─── Kutipan Teks

Kemudian Rasulullah Salallahu’alaihi Wasallam memberikan sebuah contoh, sebagai
bentuk implementasi dari hadist tersebut, beliau bersabda, “Siapa yang hijrah semata-mata karena Allah
dan Rasul-Nya maka hijrahnya karena Allah dan Rasul-Nya; siapa yang hijrah
karena dunia yang akan dia dapatkan, atau hijrahnya karena seorang perempuan
yang akan dia nikahi, maka hijrahnya sesuai dengan tujuannya.”
Yang dimaksud
dengan hijrah adalah perpindahan seseorang dari wilayah orang-orang kafir ke
wilayah orang-orang Islam. Seperti orang yang berdomisili di Amerika – sedangkan
Amerika termasuk Negara kafir – lalu dia masuk Islam. Akan tetapi dia tidak
memungkinkan untuk menampakkan keislamannya kemudian dia memutuskan untuk
pindah ke Negara Islam.
Apabila manusia
melakukan hijrah, sedangkan niat mereka berbeda-beda, ada yang hijrah
semata-mata karena Allah dan Rasul-Nya, yaitu karena semata-mata karena syariat
Allah yang disampaikan melalui Nabi
Muhammad Salallahu’alaihi Wasallam, mereka inilah yang mendapat kebaikan, dan
meraih tujuannya. Dalam hal ini, Rasulullah bersabda, “Maka hijrahnya karena Allah dan Rasul-Nya.” Artinya, dia
mendapatkan apa yang dia niatkan.
Kedua, orang yang hijrah karena dunia yang akan dia dapatkan. Seperti ada
seseorang yang gemar mengumpulkan harta, tiba-tiba mendengar bahwa di negara
Islam terdapat daerah yang subur dan makmur serta mudah untuk mendapatkan
harta, lalu dia pindah dari negara kafir ke negara Islam, bukan semata-mata
ingin konsisten dan mempedulikan agamanya, maka tujuan hijrahnya hanyalah
karena harta semata.
Ketiga, orang yang hijrah dari negara kafir ke negara Islam karena ingin
menikahi seorang perempuan. Dikatakan kepadanya, “Kami tidak akan menikahimu, kecuali di negara Islam dan kamu tidak
boleh membawa pergi perempuan tersebut ke negara kafir.” Kemudian dia
memutuskan pindah ke negara Islam karena ingin menikahi seorang perempuan.
Orang yang hijrah
karena ingin mendapatkan harta dan perempuan, maka dia tidak berhijrah karena
Allah dan Rasul-Nya. Oleh karena itu, Rasulullah bersabda, “Maka hijrahnya sesuai dengan tujuannya.”

──────

**Tugas Anda:**
Ringkaslah teks tentang niat dalam hijrah ini dalam dua kalimat. Data di bawah ini tidak diperlukan.

─── Data yang Diberikan

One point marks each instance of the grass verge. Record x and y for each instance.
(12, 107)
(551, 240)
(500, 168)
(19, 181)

──────
─── Data yang Diberikan

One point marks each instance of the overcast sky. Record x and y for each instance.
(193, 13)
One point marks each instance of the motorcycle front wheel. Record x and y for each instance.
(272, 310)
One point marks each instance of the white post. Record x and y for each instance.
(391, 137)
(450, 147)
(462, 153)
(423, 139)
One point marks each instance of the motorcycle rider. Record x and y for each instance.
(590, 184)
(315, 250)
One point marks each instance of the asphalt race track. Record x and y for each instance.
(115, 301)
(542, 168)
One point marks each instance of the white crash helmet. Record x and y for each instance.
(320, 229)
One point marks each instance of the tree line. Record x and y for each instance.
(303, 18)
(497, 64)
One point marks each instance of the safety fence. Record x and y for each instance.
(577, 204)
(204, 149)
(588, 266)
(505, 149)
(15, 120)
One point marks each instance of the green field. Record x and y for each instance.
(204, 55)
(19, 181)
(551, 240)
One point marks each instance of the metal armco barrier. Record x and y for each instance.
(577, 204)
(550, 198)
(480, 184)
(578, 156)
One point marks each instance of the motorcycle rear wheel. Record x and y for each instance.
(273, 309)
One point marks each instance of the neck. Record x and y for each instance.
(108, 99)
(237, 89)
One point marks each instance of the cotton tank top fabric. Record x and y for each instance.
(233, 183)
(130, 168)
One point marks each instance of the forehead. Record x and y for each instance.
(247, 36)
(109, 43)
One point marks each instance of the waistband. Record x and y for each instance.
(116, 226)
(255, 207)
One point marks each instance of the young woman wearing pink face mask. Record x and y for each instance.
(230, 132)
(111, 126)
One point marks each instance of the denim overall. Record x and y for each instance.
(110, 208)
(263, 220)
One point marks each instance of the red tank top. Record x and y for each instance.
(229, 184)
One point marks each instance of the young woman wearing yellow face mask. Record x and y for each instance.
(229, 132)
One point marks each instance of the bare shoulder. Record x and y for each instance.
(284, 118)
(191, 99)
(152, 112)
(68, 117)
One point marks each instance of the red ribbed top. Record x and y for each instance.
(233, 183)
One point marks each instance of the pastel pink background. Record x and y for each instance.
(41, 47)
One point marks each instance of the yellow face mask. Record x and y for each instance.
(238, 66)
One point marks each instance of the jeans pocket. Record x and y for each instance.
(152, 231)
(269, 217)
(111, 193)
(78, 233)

──────
─── Data yang Diberikan

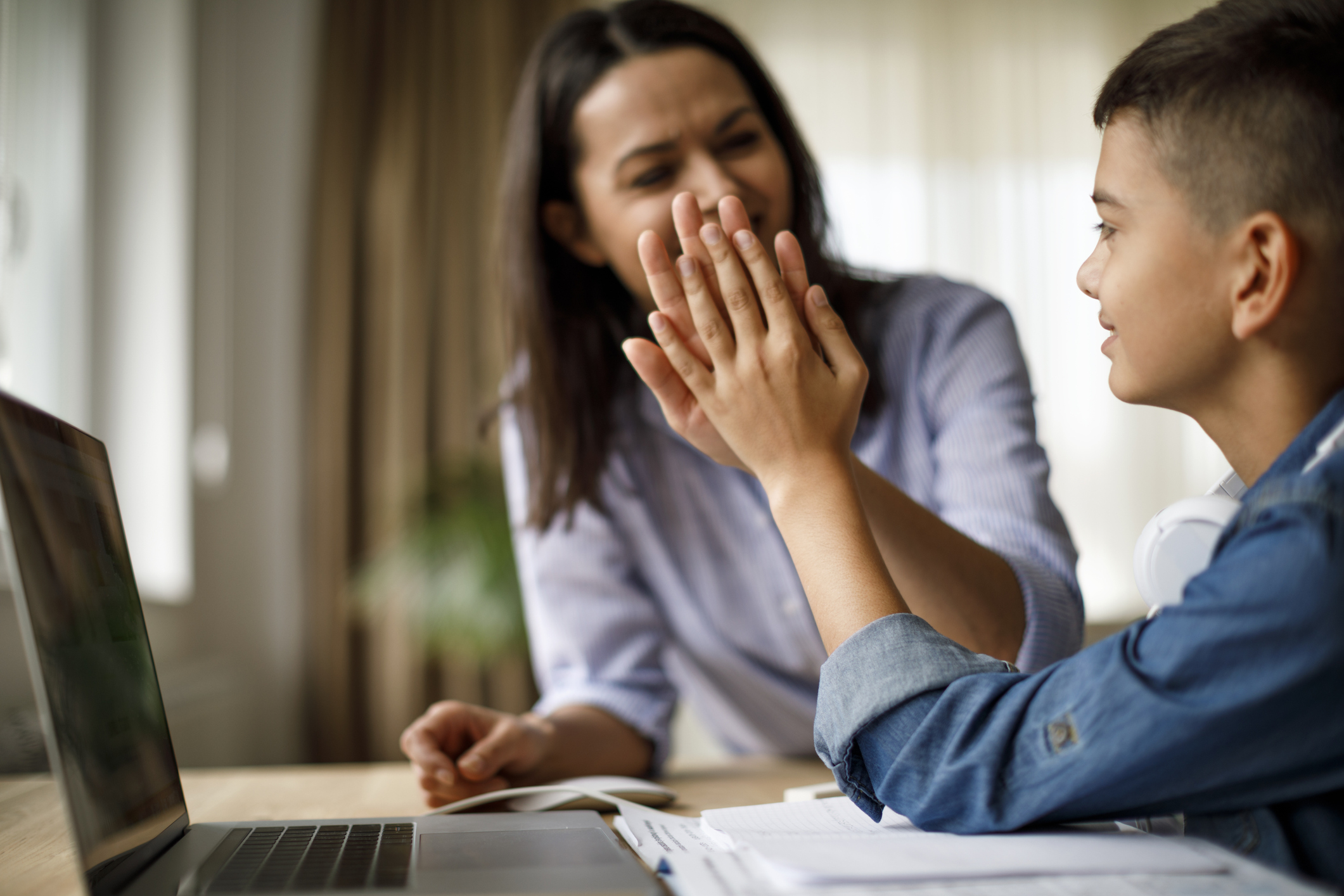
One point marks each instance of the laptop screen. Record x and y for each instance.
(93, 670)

──────

**Jawaban Tugas:**
Hijrah adalah perpindahan seseorang dari wilayah orang-orang kafir ke wilayah orang-orang Islam, dan orang yang hijrah semata-mata karena Allah dan Rasul-Nya mendapatkan apa yang dia niatkan. Sebaliknya, orang yang hijrah karena ingin mendapatkan harta atau menikahi seorang perempuan tidak berhijrah karena Allah dan Rasul-Nya, dan hijrahnya sesuai dengan tujuannya.